| REQUIRED WORK |
Repeat each record exactly as written, and drop any images.

Coordinate annotation records
------------------------------------------------------------
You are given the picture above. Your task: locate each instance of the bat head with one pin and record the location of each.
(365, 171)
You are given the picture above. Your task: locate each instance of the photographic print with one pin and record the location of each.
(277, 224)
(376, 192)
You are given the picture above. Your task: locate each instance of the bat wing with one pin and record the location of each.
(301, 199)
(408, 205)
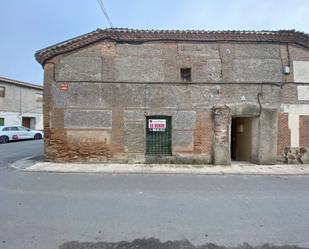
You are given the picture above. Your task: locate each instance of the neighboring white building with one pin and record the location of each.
(21, 104)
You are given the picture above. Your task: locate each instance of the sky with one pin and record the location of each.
(29, 25)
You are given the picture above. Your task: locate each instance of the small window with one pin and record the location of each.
(185, 74)
(2, 91)
(39, 97)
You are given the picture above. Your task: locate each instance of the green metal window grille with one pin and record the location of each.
(159, 141)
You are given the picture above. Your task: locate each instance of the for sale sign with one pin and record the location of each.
(157, 124)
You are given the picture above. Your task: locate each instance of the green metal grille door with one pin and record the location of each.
(159, 135)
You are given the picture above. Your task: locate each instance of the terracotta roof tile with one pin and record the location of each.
(134, 35)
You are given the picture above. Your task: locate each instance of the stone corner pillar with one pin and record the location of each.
(221, 145)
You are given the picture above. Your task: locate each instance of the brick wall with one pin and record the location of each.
(304, 130)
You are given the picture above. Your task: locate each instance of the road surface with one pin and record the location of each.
(46, 210)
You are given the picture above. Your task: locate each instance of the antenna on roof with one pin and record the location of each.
(100, 2)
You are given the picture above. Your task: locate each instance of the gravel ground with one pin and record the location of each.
(153, 243)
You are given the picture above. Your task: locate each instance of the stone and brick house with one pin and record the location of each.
(122, 95)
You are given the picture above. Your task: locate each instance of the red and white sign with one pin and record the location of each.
(157, 124)
(63, 87)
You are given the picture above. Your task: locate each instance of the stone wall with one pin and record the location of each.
(112, 87)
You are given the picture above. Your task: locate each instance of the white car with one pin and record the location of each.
(11, 133)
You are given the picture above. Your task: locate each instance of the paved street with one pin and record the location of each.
(45, 210)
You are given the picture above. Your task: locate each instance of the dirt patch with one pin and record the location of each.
(153, 243)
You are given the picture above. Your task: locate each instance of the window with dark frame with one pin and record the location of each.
(185, 74)
(2, 91)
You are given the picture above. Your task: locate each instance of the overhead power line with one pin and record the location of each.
(100, 2)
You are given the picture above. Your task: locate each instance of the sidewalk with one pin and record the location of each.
(237, 168)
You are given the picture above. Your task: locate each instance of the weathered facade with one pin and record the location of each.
(213, 96)
(21, 104)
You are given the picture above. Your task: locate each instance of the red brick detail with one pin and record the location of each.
(304, 130)
(284, 133)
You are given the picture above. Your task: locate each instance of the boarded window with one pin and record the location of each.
(2, 91)
(39, 97)
(185, 74)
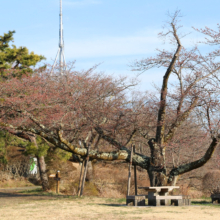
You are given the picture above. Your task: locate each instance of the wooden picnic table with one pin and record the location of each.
(159, 195)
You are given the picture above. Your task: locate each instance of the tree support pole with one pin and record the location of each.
(135, 174)
(80, 178)
(85, 170)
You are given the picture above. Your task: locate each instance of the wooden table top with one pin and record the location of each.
(159, 188)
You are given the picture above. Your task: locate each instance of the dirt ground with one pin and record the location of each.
(22, 206)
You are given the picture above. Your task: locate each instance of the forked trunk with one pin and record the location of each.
(43, 174)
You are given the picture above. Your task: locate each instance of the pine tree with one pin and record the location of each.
(16, 59)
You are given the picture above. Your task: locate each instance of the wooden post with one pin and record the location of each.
(129, 172)
(135, 174)
(58, 181)
(80, 178)
(85, 170)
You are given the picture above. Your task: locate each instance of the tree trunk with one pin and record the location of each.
(157, 168)
(43, 174)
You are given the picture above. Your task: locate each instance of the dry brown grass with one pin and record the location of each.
(25, 207)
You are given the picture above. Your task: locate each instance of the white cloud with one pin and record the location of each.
(81, 3)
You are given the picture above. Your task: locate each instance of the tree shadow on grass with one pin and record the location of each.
(114, 205)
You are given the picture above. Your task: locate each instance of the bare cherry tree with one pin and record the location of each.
(69, 110)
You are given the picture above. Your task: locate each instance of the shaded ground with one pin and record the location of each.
(35, 205)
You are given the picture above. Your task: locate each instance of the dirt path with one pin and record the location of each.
(15, 206)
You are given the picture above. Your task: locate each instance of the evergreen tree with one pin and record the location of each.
(16, 59)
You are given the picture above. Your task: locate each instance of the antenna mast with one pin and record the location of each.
(62, 62)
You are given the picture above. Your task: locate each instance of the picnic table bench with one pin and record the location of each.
(215, 198)
(160, 196)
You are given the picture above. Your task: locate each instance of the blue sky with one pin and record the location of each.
(111, 32)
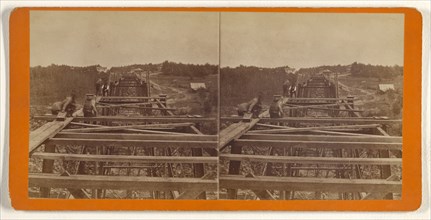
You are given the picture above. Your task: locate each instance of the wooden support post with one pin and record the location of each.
(234, 168)
(350, 103)
(148, 84)
(47, 167)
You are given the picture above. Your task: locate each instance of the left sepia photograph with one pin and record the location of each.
(123, 105)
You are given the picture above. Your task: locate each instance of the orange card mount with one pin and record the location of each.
(20, 191)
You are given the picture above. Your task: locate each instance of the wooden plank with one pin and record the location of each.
(314, 120)
(132, 143)
(124, 158)
(118, 128)
(325, 144)
(37, 138)
(291, 137)
(137, 107)
(166, 119)
(121, 182)
(312, 160)
(125, 136)
(286, 130)
(130, 129)
(318, 99)
(379, 195)
(309, 184)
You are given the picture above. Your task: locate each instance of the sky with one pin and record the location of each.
(112, 38)
(311, 39)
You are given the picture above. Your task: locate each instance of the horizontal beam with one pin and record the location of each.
(124, 158)
(119, 128)
(166, 119)
(331, 120)
(309, 184)
(125, 136)
(132, 143)
(121, 182)
(312, 160)
(301, 129)
(318, 99)
(45, 132)
(129, 97)
(326, 144)
(371, 138)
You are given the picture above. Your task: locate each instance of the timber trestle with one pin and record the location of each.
(321, 149)
(137, 148)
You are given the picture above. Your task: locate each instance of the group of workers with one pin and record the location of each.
(254, 106)
(106, 88)
(72, 109)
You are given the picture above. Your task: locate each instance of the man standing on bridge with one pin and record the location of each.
(253, 107)
(275, 109)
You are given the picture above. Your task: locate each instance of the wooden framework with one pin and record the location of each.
(136, 148)
(325, 155)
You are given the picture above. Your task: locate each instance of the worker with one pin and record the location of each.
(286, 87)
(68, 105)
(292, 91)
(89, 108)
(275, 109)
(99, 84)
(253, 107)
(105, 89)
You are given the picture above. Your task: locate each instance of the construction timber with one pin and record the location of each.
(136, 148)
(322, 149)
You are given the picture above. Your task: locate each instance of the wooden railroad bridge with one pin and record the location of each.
(322, 149)
(137, 149)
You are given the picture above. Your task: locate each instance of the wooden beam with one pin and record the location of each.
(121, 182)
(326, 144)
(287, 130)
(124, 158)
(125, 136)
(166, 119)
(331, 120)
(141, 131)
(291, 137)
(132, 143)
(37, 137)
(312, 160)
(317, 99)
(309, 184)
(137, 107)
(119, 128)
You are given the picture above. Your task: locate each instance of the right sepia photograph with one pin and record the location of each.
(311, 106)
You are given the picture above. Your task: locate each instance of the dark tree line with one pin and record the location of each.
(190, 70)
(359, 70)
(55, 82)
(242, 83)
(378, 71)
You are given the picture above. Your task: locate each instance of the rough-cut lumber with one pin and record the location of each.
(236, 130)
(309, 184)
(121, 182)
(312, 160)
(132, 143)
(287, 130)
(326, 144)
(146, 127)
(291, 137)
(142, 131)
(125, 136)
(320, 120)
(124, 158)
(37, 137)
(317, 99)
(166, 119)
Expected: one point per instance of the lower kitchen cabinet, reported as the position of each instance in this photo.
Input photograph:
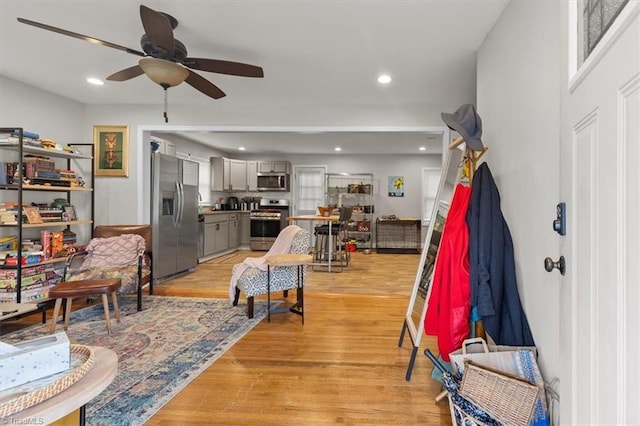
------------------------------------------------------------
| TASK ANSWER |
You are given the picture above. Your task: locate each instance of the bat head with one pin and record the location of each.
(365, 171)
You are given the picture above. Your task: locate each instance of the photographic print with one pin and record the location of each.
(277, 224)
(376, 192)
You are given the picture above. Your task: locate each instance of the bat wing with one pin and record the location of each.
(301, 199)
(408, 205)
You are given the picture above. Your task: locate each instance of the neighboring white building with one pin and record the location of each.
(21, 104)
You are given the picture above. Your task: locate each instance of the sky with one pin and record the location of each.
(29, 25)
You are given the picture above. Your task: locate each instance of the small window with one pin and record the location of each.
(185, 74)
(2, 91)
(39, 97)
You are given the picture above. Your task: locate each instance of the green metal window grille with one pin and record the location of each.
(159, 141)
You are given the picture above. Your task: locate each instance of the for sale sign with one pin and record the location of each.
(157, 124)
You are given the picture above. Your task: locate each instance of the green metal grille door with one pin and record the location of each.
(159, 135)
You are given the picture above. Your task: locate each instance of the terracotta roof tile with one pin and record the location of each.
(134, 35)
You are given the picture above. Your task: locate each instance of the stone corner pillar with one pin and record the location of each.
(221, 145)
You are given the picture above. Your task: locate each instance of the brick wall with one pin and record the location of each.
(304, 130)
You are given the picture above. Your task: locate each instance of the road surface with one pin and record the location of each.
(46, 210)
You are given the picture above. Your task: locate each instance of the antenna on roof with one pin and record the location of each.
(100, 2)
You are given the picture above. Your task: locate each instance of the gravel ground with one pin and record the location of each.
(153, 243)
You are given the picture above. Your task: locate each instance of the stone and brick house with one pin and record the location of each.
(122, 95)
You are given the picture above. Your task: locate each instance of the red and white sign with one pin and record the location of each.
(157, 124)
(63, 87)
You are given the picture above. Your task: locate each instance of the stone wall with one pin and record the location of each.
(112, 87)
You are given the picture above. Your task: locate each instance of the white car with one pin and record the location of each.
(11, 133)
You are given the picture above. Your task: locate each instance of the paved street with one pin and record the location of each.
(45, 210)
You are given the picture above. Your task: locate each instance of the dirt patch with one pin and record the location of each.
(153, 243)
You are given the picture above. Your task: locate each instance of the window with dark frame with one pin and record the location of each.
(185, 74)
(2, 91)
You are given the picture above. Your task: locate each instance of the overhead power line with one pin and record the location of each.
(100, 2)
You are given the picture above. Your task: locate each instance of the sidewalk with one pin and record the location of each.
(237, 168)
You are given the picture above. Your task: locate each instance of the weathered facade with one pin and record the location of each.
(213, 96)
(21, 104)
You are given the picture above. Your task: locate each instance of the red brick detail with one pin and record the location of each.
(304, 130)
(284, 133)
You are given the picture above. Your task: locate each instance of the boarded window with one pin and record the location of each.
(2, 91)
(39, 97)
(185, 74)
You are given the picture above. Your task: locate each instance of the wooden picnic table with one pin and record the location of each.
(159, 195)
You are given the picture above. Your task: locate each instance of the tree support pole with one pin and record the location of each.
(135, 174)
(80, 178)
(85, 170)
You are given the picture above. Your task: locate each instance of the wooden table top with one pin and record the location of each.
(159, 188)
You are given the picture above. Your task: locate each instance of the dirt ground with one pin and record the location of each.
(22, 206)
You are given the picture above. Your task: locate each instance of the forked trunk with one pin and record the location of each.
(43, 174)
You are given the picture above. Your task: locate each instance of the pine tree with one pin and record the location of each.
(16, 59)
You are given the picture above. Your task: locate each instance of the wooden post with one pin and record the location of each.
(129, 172)
(135, 174)
(58, 181)
(80, 178)
(85, 170)
You are given the picture above. Your task: locate each instance of the tree trunk with one pin and record the location of each.
(157, 168)
(43, 174)
You are given the picture above. Your task: locate each instance of the dry brown grass with one pin and record the location of each.
(25, 207)
You are given the picture above. Your task: locate each instance of the white cloud with one pin and record the location of each.
(81, 3)
You are given the picture above. Your task: locate each instance of the tree shadow on grass with one pin and record the location of each.
(114, 205)
You are given the picture above. Your task: locate each instance of the bare cherry tree with one pin and record the location of each.
(69, 110)
You are given the picture above. Your task: locate each instance of the shaded ground with one pin and record the location of each.
(35, 205)
You are given the picture above. Your task: locate each instance of the dirt path with one pin and record the location of each.
(15, 206)
You are given the picture above. Your task: locate each instance of the evergreen tree with one pin and record the location of each.
(16, 59)
You are given the picture above. Your task: locate each instance of the antenna mast with one pin and record the location of each.
(62, 62)
You are given the picture above. Your task: locate each instance of the picnic table bench with one pin and record the location of each.
(215, 198)
(160, 196)
You are given the picture above. Your task: locate each instance of the blue sky with one pin and record the location of each.
(111, 32)
You are given the picture above. Your task: locate each instance of the wooden support post with one pin and record the location of each.
(234, 168)
(350, 103)
(148, 84)
(47, 167)
You are given the picture above. Your task: locate each instance of the left sepia photograph with one pin and record the location of each.
(123, 105)
You are given the picture above. Your task: locate each instance of the orange card mount with one pin and record the location of each.
(20, 191)
You are given the picture above. Your task: locate each instance of the wooden plank with one pin and record the location of each.
(314, 120)
(132, 143)
(124, 158)
(118, 128)
(325, 144)
(37, 138)
(291, 137)
(137, 107)
(166, 119)
(121, 182)
(312, 160)
(125, 136)
(286, 130)
(130, 129)
(318, 99)
(379, 195)
(309, 184)
You are given the picture above. Your task: locate each instance of the sky with one pin and record the location of each.
(112, 38)
(311, 39)
You are given the picture above. Your task: locate each instance of the horizontal beam with one pin and record the location of each.
(124, 158)
(119, 128)
(166, 119)
(331, 120)
(309, 184)
(125, 136)
(132, 143)
(121, 182)
(312, 160)
(301, 129)
(318, 99)
(45, 132)
(129, 97)
(326, 144)
(371, 138)
You are given the picture above. Your task: locate each instance of the timber trestle with one pin and record the location of each.
(321, 149)
(137, 148)
You are given the picture above. Your task: locate each instance of the group of workers with one pin and record the location of each.
(254, 106)
(106, 88)
(72, 109)
You are given the picture above. Your task: locate each instance of the man standing on bridge with one pin and record the location of each.
(253, 107)
(275, 109)
You are given the picture above. Your task: locate each instance of the wooden framework with one pin and record the location of each.
(136, 148)
(325, 155)
You are given the picture above. Your task: locate each instance of the worker with one pin and record the location of each.
(286, 87)
(68, 105)
(292, 91)
(89, 108)
(275, 109)
(99, 84)
(253, 107)
(105, 89)
You are given the picture above. Your task: locate each instance of the construction timber with one pin and record the location of each.
(136, 148)
(322, 149)
You are given the picture above. Your task: locate each instance of the wooden railroad bridge with one pin and record the location of each.
(322, 149)
(137, 149)
You are given the picture above. Your task: locate each instance of the wooden beam with one pin and record the location of each.
(121, 182)
(326, 144)
(287, 130)
(124, 158)
(125, 136)
(166, 119)
(331, 120)
(141, 131)
(291, 137)
(132, 143)
(37, 137)
(312, 160)
(317, 99)
(309, 184)
(137, 107)
(119, 128)
You are given the picture above. Your task: locate each instance of the right sepia photograph with one pin and record the location of each.
(311, 106)
You are given the picture above. Your task: locate each instance of the dark tree line with one pin and record the location of each.
(190, 70)
(359, 70)
(55, 82)
(242, 83)
(378, 71)
You are given the picture above. Your task: locate each instance of the rough-cut lumber with one pin and record the location of each.
(236, 130)
(309, 184)
(121, 182)
(312, 160)
(132, 143)
(287, 130)
(326, 144)
(146, 127)
(291, 137)
(142, 131)
(125, 136)
(320, 120)
(124, 158)
(37, 137)
(317, 99)
(166, 119)
Expected: one point per instance of the lower kitchen cabinet, reported as the position of each instance in this photo.
Input photograph:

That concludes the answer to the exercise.